THE TASK: Identify each line of the records below that contains the string "framed" and copy those lines.

※

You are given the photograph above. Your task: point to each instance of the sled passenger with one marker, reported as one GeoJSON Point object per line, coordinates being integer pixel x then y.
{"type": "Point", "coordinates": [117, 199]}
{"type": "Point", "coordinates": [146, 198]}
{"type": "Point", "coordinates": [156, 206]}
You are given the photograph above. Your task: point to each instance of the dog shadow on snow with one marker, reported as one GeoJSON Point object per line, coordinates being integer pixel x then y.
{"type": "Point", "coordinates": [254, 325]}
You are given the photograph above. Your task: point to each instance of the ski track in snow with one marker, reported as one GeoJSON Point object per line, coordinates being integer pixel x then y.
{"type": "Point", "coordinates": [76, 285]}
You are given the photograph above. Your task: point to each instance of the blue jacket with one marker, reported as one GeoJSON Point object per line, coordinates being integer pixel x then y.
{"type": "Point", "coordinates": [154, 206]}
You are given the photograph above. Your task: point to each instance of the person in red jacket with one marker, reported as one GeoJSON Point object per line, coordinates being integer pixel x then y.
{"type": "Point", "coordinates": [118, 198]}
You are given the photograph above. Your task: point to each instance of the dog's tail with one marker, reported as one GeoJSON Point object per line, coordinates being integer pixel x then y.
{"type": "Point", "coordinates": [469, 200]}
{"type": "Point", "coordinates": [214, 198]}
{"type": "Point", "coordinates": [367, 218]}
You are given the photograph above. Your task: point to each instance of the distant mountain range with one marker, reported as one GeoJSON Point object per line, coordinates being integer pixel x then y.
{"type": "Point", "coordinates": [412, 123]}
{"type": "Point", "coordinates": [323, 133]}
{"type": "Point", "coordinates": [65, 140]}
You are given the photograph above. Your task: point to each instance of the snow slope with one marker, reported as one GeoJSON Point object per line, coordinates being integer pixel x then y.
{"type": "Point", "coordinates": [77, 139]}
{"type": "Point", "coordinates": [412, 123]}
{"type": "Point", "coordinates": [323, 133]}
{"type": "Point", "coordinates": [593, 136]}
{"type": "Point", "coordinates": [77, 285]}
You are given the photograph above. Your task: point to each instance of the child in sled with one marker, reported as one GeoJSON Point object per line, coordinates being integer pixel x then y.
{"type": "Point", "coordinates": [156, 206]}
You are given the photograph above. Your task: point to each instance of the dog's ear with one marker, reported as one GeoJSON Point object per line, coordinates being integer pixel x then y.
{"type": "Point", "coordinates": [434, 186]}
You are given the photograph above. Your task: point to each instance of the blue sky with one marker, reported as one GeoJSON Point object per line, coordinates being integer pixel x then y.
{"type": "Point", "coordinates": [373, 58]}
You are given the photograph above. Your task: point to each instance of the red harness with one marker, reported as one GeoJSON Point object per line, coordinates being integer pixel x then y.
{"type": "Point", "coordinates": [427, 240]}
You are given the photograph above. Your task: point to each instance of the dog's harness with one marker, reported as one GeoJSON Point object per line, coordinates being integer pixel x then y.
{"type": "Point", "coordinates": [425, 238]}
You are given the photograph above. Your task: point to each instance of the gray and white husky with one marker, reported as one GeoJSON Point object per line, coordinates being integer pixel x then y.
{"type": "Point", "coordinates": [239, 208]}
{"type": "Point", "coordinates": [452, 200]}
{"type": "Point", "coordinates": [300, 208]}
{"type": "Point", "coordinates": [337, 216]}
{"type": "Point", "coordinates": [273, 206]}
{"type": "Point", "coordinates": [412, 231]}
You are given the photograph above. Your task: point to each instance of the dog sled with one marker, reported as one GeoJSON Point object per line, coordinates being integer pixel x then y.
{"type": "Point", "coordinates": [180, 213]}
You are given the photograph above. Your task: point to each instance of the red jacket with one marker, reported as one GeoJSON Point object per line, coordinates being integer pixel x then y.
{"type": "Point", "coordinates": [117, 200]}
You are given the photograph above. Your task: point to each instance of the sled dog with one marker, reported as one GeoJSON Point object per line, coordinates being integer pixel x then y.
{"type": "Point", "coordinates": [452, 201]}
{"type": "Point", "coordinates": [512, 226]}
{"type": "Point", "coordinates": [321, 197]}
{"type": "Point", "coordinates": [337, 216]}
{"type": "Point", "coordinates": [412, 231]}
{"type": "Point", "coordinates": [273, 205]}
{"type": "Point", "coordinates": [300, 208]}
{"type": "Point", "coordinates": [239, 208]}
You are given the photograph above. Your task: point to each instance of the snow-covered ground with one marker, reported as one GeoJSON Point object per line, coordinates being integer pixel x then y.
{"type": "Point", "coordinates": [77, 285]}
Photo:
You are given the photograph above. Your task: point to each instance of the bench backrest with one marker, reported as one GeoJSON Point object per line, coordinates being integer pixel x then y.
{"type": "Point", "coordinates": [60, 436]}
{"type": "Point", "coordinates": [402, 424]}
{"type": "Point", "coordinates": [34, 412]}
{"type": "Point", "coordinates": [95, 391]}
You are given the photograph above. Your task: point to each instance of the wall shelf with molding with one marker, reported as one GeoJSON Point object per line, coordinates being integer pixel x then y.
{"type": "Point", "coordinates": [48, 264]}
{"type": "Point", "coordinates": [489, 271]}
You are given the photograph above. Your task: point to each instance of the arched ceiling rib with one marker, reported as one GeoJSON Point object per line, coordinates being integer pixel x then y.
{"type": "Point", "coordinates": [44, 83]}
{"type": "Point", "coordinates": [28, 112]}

※

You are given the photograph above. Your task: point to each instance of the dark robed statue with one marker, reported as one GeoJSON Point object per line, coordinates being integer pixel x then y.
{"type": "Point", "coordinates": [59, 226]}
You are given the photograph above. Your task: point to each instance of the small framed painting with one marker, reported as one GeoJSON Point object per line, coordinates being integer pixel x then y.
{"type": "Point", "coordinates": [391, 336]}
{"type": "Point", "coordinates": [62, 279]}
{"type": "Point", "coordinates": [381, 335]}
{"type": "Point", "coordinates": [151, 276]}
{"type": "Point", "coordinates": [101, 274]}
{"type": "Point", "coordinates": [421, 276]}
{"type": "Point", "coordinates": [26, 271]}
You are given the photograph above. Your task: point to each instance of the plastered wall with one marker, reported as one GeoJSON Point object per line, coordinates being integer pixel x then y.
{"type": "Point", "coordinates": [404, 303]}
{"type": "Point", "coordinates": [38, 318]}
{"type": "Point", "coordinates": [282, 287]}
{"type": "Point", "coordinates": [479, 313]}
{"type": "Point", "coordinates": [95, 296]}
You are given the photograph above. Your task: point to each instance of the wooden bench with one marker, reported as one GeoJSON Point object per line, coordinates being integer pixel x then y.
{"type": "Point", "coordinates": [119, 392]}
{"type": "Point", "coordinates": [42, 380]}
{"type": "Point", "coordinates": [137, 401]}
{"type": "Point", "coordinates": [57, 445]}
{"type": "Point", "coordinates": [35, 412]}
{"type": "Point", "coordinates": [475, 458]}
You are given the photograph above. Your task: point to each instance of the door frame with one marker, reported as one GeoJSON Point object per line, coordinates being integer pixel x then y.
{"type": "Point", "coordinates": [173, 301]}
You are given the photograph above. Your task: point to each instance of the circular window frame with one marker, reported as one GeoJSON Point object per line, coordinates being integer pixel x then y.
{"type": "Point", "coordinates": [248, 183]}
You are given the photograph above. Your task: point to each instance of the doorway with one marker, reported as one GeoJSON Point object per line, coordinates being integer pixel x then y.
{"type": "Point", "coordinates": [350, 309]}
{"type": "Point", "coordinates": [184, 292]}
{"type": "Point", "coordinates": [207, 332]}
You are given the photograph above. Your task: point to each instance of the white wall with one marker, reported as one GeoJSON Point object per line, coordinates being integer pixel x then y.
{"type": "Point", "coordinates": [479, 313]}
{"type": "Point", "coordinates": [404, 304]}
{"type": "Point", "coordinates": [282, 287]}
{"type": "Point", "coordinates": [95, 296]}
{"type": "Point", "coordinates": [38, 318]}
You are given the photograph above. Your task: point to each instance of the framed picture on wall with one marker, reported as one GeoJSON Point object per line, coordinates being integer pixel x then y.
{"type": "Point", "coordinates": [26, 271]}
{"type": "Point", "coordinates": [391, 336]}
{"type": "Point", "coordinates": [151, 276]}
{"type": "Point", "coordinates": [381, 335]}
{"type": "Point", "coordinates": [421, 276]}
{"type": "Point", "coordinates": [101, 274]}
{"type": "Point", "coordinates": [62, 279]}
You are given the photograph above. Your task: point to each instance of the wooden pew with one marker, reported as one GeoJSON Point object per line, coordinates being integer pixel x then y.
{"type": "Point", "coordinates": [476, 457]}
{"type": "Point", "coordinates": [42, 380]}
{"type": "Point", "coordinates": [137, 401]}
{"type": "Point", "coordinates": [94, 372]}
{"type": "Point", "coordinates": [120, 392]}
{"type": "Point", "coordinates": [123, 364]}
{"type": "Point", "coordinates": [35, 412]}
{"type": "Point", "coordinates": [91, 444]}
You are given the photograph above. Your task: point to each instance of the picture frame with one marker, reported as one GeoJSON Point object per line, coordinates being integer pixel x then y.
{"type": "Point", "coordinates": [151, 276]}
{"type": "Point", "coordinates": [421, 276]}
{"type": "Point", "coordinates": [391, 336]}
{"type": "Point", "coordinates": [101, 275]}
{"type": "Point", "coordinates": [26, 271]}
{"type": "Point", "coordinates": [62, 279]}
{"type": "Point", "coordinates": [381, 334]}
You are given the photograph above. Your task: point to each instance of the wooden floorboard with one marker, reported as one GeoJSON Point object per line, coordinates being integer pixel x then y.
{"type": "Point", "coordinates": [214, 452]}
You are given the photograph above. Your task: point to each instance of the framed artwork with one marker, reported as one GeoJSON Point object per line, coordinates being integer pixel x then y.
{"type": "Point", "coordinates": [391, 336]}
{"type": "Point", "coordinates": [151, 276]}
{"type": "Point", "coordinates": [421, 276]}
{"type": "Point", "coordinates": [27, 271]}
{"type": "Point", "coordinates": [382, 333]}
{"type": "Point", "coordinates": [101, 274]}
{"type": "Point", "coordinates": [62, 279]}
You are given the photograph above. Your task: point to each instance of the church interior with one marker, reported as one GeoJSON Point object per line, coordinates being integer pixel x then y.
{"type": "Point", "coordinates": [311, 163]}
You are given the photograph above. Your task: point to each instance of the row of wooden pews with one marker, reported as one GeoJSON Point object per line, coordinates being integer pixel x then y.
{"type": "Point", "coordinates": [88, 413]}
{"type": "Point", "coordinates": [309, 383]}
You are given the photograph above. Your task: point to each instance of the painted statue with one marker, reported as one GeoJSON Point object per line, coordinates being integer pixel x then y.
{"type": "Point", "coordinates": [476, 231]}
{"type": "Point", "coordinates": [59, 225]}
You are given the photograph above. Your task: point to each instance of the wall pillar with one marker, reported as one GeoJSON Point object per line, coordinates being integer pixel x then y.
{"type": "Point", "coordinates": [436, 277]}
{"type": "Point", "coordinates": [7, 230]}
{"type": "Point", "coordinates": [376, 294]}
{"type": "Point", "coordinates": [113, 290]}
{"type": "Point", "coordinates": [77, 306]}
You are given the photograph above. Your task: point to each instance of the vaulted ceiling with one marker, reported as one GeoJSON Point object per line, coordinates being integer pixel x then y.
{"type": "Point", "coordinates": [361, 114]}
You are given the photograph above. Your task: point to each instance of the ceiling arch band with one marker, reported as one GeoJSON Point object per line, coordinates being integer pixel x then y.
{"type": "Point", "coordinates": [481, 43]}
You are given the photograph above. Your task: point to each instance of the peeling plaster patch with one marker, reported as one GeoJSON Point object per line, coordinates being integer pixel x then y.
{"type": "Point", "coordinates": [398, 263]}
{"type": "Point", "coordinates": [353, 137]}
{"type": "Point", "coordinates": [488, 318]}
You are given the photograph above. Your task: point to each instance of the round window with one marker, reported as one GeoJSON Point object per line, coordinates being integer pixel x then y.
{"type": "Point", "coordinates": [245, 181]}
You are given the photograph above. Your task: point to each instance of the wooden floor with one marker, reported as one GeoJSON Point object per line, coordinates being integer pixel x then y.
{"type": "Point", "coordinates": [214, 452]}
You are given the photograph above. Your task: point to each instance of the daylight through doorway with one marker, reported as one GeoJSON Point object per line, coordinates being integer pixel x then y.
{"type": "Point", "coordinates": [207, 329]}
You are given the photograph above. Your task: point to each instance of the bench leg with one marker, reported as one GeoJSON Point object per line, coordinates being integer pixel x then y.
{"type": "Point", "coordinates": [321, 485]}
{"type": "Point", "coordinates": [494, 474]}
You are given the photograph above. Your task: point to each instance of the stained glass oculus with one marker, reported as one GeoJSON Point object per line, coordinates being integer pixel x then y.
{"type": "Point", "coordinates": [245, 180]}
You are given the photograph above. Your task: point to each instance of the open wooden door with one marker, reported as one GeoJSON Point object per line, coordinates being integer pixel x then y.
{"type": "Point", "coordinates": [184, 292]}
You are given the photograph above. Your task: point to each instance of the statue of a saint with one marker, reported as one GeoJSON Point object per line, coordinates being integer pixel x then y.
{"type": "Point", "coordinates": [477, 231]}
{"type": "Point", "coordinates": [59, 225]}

※

COMPLETED EXERCISE:
You are given the photograph above. Your task: point to each instance of the small framed painting with one marker, reported as one GeoJSON Point object per line, coordinates being integer pixel x then y.
You are given the photograph above. Your task: point to each instance of the framed picture on wall with one marker, reported as one GeoJSON Point object per line, coordinates being integer pixel x then y.
You are given the photograph above. Your task: point to each instance of the framed artwork with one marker, reported as one GeoJSON Point object per line, coordinates being integer pixel x then y.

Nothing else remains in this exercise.